WHAT THE EXERCISE ASKS ▸ Output the records, every one, exactly as given.

[Region pointing data]

-=-=-

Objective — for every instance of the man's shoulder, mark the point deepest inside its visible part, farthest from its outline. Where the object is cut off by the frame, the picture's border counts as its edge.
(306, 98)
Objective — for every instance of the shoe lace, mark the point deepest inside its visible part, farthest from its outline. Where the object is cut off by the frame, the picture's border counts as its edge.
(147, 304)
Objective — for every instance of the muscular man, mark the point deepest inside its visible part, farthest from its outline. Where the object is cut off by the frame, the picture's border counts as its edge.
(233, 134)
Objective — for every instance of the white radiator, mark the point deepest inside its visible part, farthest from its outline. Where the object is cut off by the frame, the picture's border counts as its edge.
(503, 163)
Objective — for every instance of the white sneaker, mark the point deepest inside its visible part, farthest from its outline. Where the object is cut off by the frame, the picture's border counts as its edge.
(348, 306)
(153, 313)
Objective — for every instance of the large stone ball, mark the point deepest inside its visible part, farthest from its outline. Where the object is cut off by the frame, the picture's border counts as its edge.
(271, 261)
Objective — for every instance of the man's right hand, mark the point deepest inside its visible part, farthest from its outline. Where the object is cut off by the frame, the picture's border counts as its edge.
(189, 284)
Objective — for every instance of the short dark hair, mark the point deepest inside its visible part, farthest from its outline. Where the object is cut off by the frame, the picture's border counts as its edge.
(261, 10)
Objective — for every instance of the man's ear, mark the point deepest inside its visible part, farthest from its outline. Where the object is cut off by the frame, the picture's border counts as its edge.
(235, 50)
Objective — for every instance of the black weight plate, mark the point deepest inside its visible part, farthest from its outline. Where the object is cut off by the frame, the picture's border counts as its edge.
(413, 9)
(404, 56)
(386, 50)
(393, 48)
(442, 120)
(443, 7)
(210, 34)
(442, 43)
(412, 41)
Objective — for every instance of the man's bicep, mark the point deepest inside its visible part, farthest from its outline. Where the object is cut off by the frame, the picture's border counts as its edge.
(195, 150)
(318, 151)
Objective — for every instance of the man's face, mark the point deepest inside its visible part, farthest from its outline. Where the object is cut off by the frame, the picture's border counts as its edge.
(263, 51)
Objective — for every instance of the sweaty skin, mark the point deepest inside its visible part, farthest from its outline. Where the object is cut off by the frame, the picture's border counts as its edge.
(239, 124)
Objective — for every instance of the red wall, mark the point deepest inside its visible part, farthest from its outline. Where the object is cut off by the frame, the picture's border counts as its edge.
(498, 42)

-=-=-

YOUR SOLUTION ▸
Objective — for every instance of the man's shoulder, mark the point deepest inside its visible part, farthest from its outline. Where the object is cut off by the frame, the picture's border counts as its edge.
(306, 98)
Objective — for every instance of the shoe lace, mark the point deepest inside its visible part, farthest from its outline. Where the object is cut off by the frame, the picture's border counts as its edge.
(147, 304)
Objective — for every instance of the muscular man, mark the point deepest inside its visible part, farthest from its outline. Where the object is cut off by the frame, the picture's border counts as its edge.
(233, 134)
Objective — for every instance of the white radiator, mark the point deepest inside its visible part, farthest from its outline. Where the object is cut off by the frame, the picture's border counts as its edge.
(503, 163)
Objective — for every instance of the white sneaker, mark the point deepest inside its visible part, farthest from its outline. Where the object is cut off by the frame, the picture's border counts as its edge.
(348, 306)
(153, 313)
Objective — for every instance of the large stone ball, mark the point deepest inside its visible part, farthest from its outline. Where the object is cut off by the frame, the picture's border counts as its edge.
(271, 261)
Objective — for every instance of the man's right hand, mark the point deepest inside its visible part, farthest from its outline. Where the object is cut off by the frame, the picture's border counts as its edge.
(189, 284)
Objective — for every instance of the short dark hair, mark the point deepest inside its visible part, farthest from its outline. Where the object is cut off by the frame, the picture's border counts as its edge.
(261, 10)
Objective — for every instance of the man's ear, mark the point deepest inside its visible part, farthest from its outline. Where the object is cut off by the frame, the picture's border counts as its edge.
(235, 50)
Objective — for every instance of the black weight plate, mark the point deepest inside its visible part, farthest from its outline. Where the object is cut off by the frame, the picture's border counts as its edge.
(413, 9)
(404, 56)
(386, 50)
(393, 48)
(442, 120)
(443, 7)
(210, 34)
(442, 43)
(412, 41)
Objective — for every instance of the man's bicep, mark the point deepest inside its visible part, farthest from its outline. Where the object is cut off by the frame, the picture's border counts as its edge.
(195, 150)
(318, 151)
Objective — for every instance of the man's face, mark the point deepest inside its visible part, farthest from its outline. Where the object is cut off by the frame, the picture's border counts as its edge.
(263, 51)
Objective — for every instance of the sweaty skin, mark the point deepest inside its visible part, farthest from its outline. Where the object is cut off by the frame, the picture's border counts as its edge.
(239, 124)
Objective — for every instance of the red wall, mark the point deepest inside its visible part, farthest from its outline. Where the object is cut off by the frame, the picture's border counts as its edge.
(498, 42)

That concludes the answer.